SET EXERCISE
Please return each line in the records below that contains the string "every", treating uppercase and lowercase as different.

********

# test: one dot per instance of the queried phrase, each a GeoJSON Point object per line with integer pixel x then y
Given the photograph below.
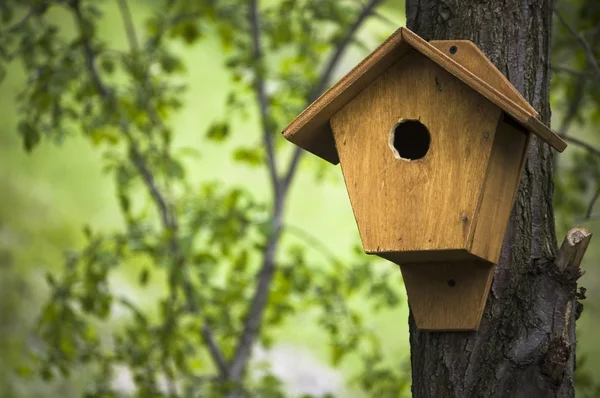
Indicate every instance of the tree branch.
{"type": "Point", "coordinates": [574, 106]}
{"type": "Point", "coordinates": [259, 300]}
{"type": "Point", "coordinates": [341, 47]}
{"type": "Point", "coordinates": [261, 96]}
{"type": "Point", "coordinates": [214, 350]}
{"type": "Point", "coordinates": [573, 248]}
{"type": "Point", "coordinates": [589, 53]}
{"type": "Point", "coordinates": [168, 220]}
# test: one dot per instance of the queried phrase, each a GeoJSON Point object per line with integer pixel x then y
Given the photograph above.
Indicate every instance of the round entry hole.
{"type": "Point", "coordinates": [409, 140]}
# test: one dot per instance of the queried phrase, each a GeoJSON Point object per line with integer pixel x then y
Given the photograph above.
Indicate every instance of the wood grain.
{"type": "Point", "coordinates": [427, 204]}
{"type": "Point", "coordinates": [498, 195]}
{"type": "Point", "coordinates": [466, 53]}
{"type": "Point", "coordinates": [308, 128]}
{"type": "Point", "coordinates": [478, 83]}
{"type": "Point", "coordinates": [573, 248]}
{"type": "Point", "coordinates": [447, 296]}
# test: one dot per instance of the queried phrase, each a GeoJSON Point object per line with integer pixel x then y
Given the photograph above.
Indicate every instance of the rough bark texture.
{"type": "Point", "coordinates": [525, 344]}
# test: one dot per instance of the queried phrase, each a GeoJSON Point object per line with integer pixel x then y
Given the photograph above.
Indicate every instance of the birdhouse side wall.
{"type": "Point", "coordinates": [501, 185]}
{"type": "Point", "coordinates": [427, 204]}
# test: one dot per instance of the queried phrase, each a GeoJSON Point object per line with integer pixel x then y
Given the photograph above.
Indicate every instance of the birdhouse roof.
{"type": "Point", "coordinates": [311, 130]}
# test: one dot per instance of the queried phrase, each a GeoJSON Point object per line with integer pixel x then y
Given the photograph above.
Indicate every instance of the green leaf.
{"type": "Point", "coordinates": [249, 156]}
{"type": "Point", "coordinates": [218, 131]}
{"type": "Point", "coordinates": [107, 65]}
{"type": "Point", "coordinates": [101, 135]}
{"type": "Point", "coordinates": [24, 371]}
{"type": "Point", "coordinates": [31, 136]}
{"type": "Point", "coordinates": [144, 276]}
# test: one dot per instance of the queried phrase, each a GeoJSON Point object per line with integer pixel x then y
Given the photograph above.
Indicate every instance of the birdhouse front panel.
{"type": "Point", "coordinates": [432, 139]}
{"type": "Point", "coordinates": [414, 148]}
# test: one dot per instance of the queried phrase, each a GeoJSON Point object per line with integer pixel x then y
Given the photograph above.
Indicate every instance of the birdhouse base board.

********

WRITTEN SOLUTION
Indicate every instance of the tree branch.
Indicate every instance of the round entry hole.
Indicate every instance of the wood grain.
Indicate every instance of the rough bark texture.
Indicate every instance of the birdhouse side wall.
Indicate every instance of the birdhouse roof.
Indicate every instance of the green leaf.
Indicate every instance of the birdhouse front panel.
Indicate every instance of the birdhouse base board.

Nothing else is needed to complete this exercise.